▸ **Assigned task**: Each line from the one that holds "Query: high-rise tower" to the end of the entries is to be given again exactly. Do not include pictures.

[[ Source data, beginning ]]

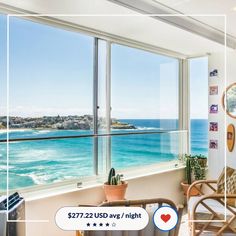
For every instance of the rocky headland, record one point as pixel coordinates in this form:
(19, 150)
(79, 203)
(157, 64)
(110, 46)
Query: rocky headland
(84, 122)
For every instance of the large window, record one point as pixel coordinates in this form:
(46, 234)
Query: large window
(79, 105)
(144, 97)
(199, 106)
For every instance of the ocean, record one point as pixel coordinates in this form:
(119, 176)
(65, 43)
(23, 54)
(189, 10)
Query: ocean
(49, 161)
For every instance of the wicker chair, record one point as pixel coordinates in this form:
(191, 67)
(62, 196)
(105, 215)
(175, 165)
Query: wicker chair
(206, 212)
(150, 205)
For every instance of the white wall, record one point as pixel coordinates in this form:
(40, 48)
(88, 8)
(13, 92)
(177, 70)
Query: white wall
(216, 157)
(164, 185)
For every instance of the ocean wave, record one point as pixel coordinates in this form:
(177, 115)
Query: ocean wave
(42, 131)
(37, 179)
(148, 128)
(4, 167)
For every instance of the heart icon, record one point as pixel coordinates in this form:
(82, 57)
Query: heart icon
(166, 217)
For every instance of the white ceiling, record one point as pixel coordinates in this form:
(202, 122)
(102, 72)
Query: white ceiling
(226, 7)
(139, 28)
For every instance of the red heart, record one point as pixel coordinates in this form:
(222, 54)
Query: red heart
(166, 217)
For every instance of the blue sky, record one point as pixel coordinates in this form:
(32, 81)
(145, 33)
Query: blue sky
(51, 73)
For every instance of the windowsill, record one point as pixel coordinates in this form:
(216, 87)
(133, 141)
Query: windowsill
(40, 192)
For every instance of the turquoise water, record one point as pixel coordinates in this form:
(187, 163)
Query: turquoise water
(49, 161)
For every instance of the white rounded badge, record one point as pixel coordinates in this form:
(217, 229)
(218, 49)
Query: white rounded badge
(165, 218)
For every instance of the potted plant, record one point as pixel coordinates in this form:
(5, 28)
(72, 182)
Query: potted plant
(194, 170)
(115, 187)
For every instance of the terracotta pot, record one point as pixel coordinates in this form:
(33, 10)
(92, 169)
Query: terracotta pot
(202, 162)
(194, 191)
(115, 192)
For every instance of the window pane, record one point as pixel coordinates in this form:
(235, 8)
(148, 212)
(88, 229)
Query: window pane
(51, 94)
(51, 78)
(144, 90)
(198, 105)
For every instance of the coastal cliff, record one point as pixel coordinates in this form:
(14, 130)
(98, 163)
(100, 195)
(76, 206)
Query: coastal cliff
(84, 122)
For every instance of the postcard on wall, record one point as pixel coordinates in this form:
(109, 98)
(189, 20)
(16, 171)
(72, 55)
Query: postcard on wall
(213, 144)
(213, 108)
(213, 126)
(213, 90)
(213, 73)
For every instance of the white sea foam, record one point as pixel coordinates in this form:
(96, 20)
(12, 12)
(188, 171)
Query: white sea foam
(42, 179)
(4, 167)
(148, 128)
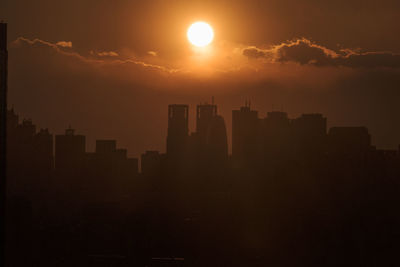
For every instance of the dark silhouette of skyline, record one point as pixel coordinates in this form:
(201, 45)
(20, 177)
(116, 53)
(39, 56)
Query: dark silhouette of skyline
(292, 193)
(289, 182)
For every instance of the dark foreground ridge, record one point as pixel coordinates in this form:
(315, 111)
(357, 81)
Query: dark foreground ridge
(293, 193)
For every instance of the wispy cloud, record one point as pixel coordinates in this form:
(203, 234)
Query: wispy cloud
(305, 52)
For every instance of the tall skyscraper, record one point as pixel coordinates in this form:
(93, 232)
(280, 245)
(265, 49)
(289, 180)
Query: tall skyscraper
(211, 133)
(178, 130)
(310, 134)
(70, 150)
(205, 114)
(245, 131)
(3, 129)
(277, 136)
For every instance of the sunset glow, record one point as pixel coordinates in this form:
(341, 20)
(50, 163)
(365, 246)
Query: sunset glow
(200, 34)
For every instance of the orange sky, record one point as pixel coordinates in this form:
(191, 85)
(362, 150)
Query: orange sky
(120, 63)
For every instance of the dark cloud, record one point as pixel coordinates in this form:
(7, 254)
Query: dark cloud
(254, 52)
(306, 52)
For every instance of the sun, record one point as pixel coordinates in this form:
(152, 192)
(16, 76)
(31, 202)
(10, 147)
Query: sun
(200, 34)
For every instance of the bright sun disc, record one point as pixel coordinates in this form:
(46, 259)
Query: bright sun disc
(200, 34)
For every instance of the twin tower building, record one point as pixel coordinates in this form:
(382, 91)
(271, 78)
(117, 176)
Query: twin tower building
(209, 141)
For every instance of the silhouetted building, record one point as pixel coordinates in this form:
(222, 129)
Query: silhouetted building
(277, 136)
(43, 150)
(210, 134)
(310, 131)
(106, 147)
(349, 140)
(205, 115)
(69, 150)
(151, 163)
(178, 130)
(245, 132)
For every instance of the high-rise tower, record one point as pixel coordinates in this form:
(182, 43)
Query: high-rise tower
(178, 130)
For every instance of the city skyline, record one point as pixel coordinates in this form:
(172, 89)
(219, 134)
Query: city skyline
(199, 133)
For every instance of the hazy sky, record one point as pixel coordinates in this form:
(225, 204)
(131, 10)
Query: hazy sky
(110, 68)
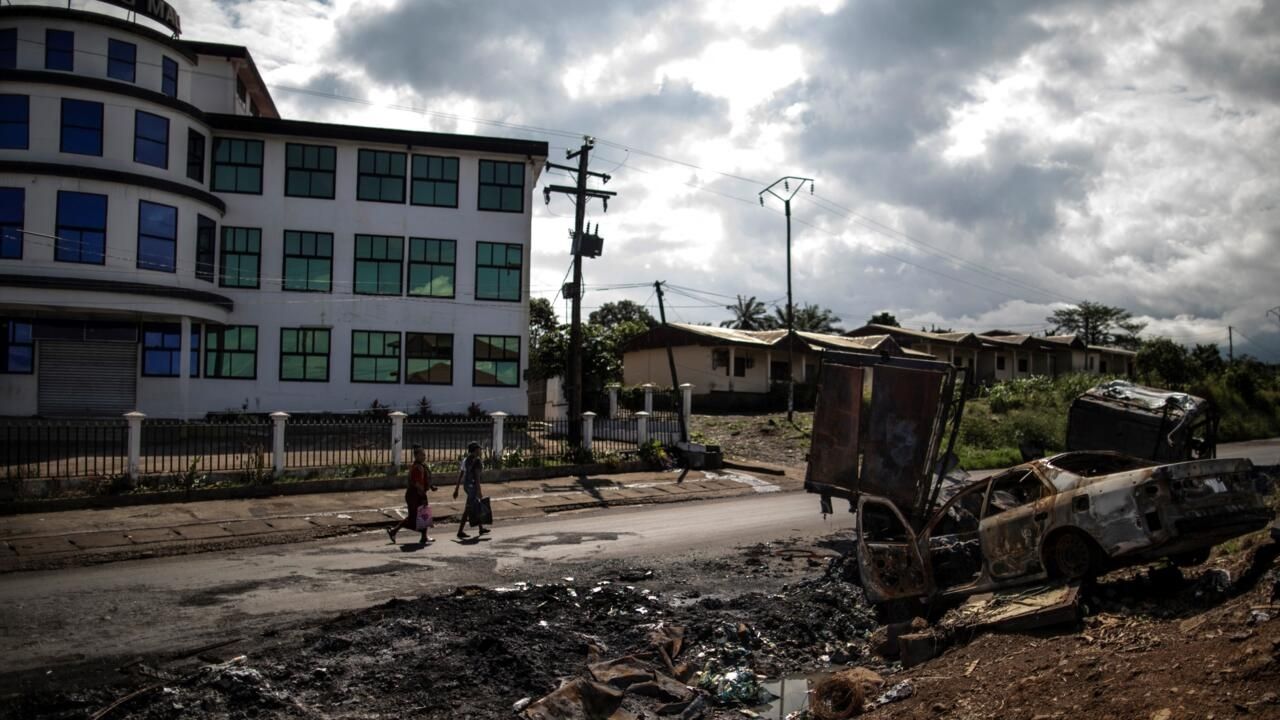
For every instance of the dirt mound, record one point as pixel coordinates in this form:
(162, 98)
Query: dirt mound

[[ Source data, end ]]

▸ **Answer to this exercise**:
Query: high-rise tower
(178, 130)
For every instance of the city skyline, record one point as pixel coordinates in this form:
(172, 89)
(219, 134)
Query: city skyline
(199, 133)
For every instance of the hazy sky, record one point as pixel coordinates in this form:
(225, 204)
(131, 10)
Query: hazy sky
(110, 68)
For every instance of the dirt mound, record one point as pixel coordinates in this form:
(162, 98)
Query: dirt mound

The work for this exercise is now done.